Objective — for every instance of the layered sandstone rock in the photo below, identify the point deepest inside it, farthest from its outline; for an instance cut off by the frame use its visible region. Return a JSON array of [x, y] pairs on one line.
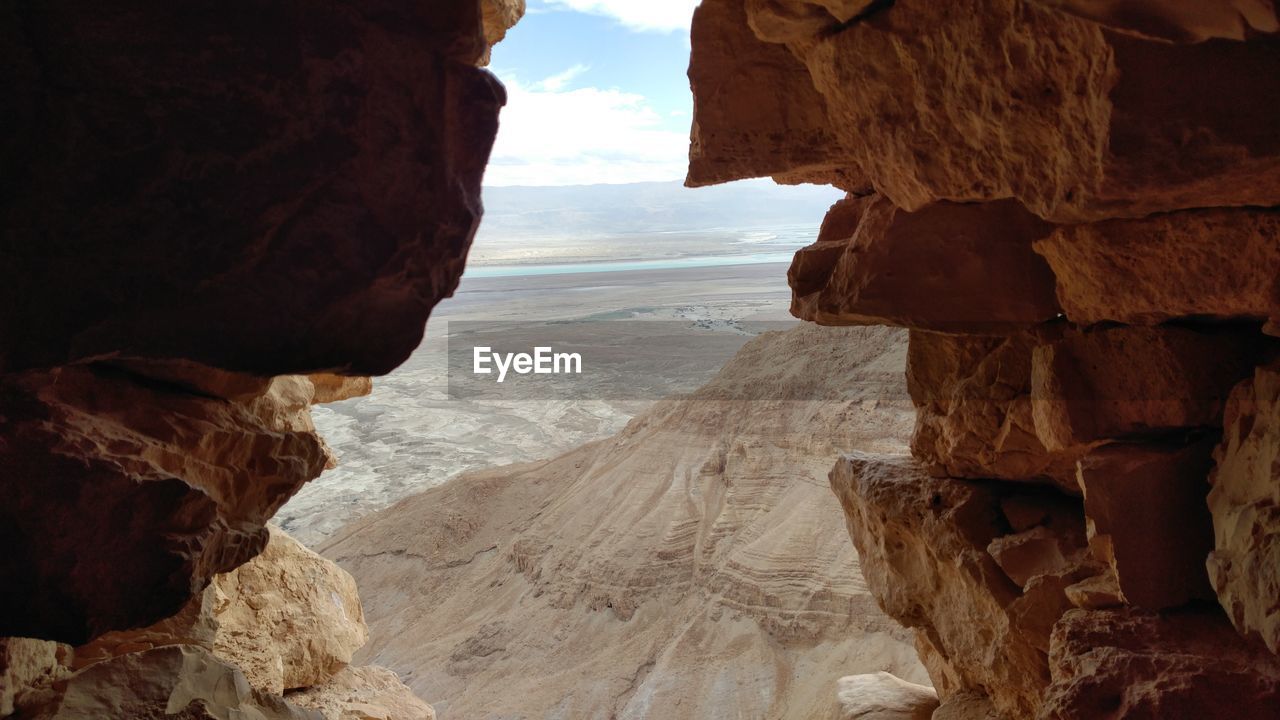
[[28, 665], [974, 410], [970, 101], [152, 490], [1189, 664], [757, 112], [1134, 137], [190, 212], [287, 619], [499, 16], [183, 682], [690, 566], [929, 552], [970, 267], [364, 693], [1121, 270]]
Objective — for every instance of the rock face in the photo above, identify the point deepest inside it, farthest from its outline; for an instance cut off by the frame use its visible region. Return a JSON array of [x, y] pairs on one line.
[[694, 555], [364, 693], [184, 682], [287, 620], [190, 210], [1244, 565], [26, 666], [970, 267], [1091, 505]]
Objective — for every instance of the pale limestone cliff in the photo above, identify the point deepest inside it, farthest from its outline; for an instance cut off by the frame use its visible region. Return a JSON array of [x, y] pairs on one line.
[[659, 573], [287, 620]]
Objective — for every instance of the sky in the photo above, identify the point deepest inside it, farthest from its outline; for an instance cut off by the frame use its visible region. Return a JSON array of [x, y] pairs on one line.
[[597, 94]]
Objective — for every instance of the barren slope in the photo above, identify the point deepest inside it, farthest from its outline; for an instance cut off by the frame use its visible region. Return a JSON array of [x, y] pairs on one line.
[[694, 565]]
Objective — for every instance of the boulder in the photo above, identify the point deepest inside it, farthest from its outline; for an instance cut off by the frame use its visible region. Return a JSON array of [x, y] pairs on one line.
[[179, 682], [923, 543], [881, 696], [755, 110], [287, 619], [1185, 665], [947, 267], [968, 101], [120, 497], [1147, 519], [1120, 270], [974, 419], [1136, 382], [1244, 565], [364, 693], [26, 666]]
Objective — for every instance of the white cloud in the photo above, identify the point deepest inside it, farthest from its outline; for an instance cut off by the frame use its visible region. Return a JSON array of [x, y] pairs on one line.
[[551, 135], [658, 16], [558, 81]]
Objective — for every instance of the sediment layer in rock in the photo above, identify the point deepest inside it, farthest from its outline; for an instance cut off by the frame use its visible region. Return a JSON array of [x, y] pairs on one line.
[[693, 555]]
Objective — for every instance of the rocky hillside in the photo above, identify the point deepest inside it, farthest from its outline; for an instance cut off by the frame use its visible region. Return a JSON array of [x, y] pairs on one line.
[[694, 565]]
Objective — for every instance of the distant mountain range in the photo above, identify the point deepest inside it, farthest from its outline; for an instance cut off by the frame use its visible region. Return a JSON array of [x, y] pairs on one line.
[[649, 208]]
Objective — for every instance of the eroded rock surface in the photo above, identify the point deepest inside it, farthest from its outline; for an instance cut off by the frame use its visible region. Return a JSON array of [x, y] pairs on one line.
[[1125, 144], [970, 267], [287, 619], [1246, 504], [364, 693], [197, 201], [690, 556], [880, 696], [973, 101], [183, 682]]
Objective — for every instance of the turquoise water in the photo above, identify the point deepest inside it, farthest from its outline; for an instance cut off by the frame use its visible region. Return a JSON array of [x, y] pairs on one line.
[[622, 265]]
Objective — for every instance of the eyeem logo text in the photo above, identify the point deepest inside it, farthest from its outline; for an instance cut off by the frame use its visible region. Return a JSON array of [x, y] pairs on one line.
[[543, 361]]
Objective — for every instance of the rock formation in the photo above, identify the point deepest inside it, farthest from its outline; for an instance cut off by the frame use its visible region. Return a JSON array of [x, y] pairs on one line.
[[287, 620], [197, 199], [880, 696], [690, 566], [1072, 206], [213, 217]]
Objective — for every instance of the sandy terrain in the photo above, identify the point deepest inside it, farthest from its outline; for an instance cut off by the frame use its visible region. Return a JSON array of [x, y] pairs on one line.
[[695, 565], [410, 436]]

┄┄┄┄┄┄┄┄┄┄┄┄┄┄┄┄┄┄┄┄

:: REQUEST ::
Convert the records above into a two-column CSV with the columns instruction and output, giving one row per record: its text and its answer, each in a single quoted field with line breaks replaced by spaces. Leave the pictures out.

:: FULL OUTPUT ::
instruction,output
"Objective — for every instance of the layered sandstone rock in the photo below, identify the point deepest inside it, farthest from its outline; for an instance cut off by the frame use its visible region. Return a JSON array of [x, y] pairs on one line.","[[28, 665], [974, 410], [970, 101], [152, 490], [1189, 664], [757, 112], [1134, 137], [190, 212], [287, 619], [499, 16], [183, 682], [690, 566], [929, 552], [970, 267], [364, 693], [1121, 270]]"
"Objective — for every instance of the rock face in the photo above, identify the point deepest inside it, farthest from its outline; for an instance cut off by the frame use its visible region. Return a JSON array of [x, y] pairs on one line.","[[694, 555], [364, 693], [184, 682], [287, 620], [190, 210], [1244, 565], [26, 666], [970, 267], [1091, 505]]"
"Objective — for every instance of the pale limestone cliff in the photo above, identify the point deepest inside it, farthest from its outline; for an instance cut off by the frame use its visible region. Return a JSON array of [x, y] pairs on one line.","[[659, 573], [287, 620]]"
"Objective — for every instance of the sky in the photo above, identify the point deepest inside it, farthest from its outline; for an instance cut off by the frame use its visible region. Return a JSON array of [x, y] pairs on one line.","[[597, 94]]"
"Objective — for every instance of the barren slope in the photo above, identify the point deepest inside it, farthest from its outline; for an instance cut off by the frame use its visible region. Return a JSON array of [x, y] pairs on one line.","[[694, 565]]"
"Objective — for every instance of the boulder in the photo above, identify the point deepest inside it, farthest from its outline; for an instance cut off by the frame use its visible region. Return a JSON array of [x, y] pairs on one line.","[[179, 682], [923, 543], [881, 696], [755, 110], [287, 619], [1185, 665], [947, 267], [968, 101], [120, 497], [1147, 519], [1120, 270], [974, 419], [1136, 382], [1244, 565], [364, 693], [26, 666]]"
"Objective — for every instance of the white cloud in the photo above, identify the point deepest inside it, farthest from its outline; for an instance cut off by the frame use its visible region. Return a JSON array of [x, y] pairs on one line.","[[551, 135], [658, 16], [558, 81]]"
"Objective — for every instance of the sediment layer in rock in the photo above, identify the point deepest inside it, farthest from its outline; for an instance cut off by the frame use its visible region. Return a JSON array of [x, y] pairs on one line.","[[693, 555]]"
"Objective — for every instance of the rocky hillside in the photo above, identify the point deepest inside it, farthest from its outline; for an instance cut off by the frame use its visible region. Return a JSON array of [x, y] pairs on one line.","[[694, 565]]"
"Objective — for every instance of the distant mountain range in the photo above, identify the point deepest inside it, farthest from its outline; for an instance cut off by the frame use its visible region. Return a JSON array of [x, y] pairs on one line.","[[649, 208]]"
"Objective — for every instance of the eroded rock surface in the photo above, identify the point deepest inside it, farthest from its outline; for an instance cut off by the frame use its visible region. Return a JSON array of [x, y] pairs on one line.","[[1125, 144], [970, 267], [287, 619], [1246, 504], [364, 693], [197, 201], [690, 556], [880, 696], [973, 101], [183, 682]]"
"Objective — for every instance of the turquoise water in the photo above, identify the point deepest inside it, farthest from its outline; for an instance cut off by the frame use its visible region. Return a JSON array of [x, y] pairs on one line.","[[622, 265]]"
"Objective — for every instance of the eyeem logo text in the photo above, identify the point deepest inside it, farthest from its outline; for an instance cut off by the frame use its visible region. Return a JSON array of [x, y] pairs on one line.","[[543, 361]]"
"Objective — for every instance of the rock formation in the photo above, identify the point deepest inside it, farthest from its outline; for an instance cut off by the frame use its visible region. Return a JSON array of [x, y] pairs on one line.","[[287, 620], [197, 199], [880, 696], [690, 566], [1072, 206], [213, 217]]"
"Objective — for every instance of the sandy terrain in the photo above, identify the point deepest inside it, farthest from its outline; for an instance cut off by the frame use its visible region. Return a JSON array of [x, y] pairs on one line.","[[695, 565], [410, 436]]"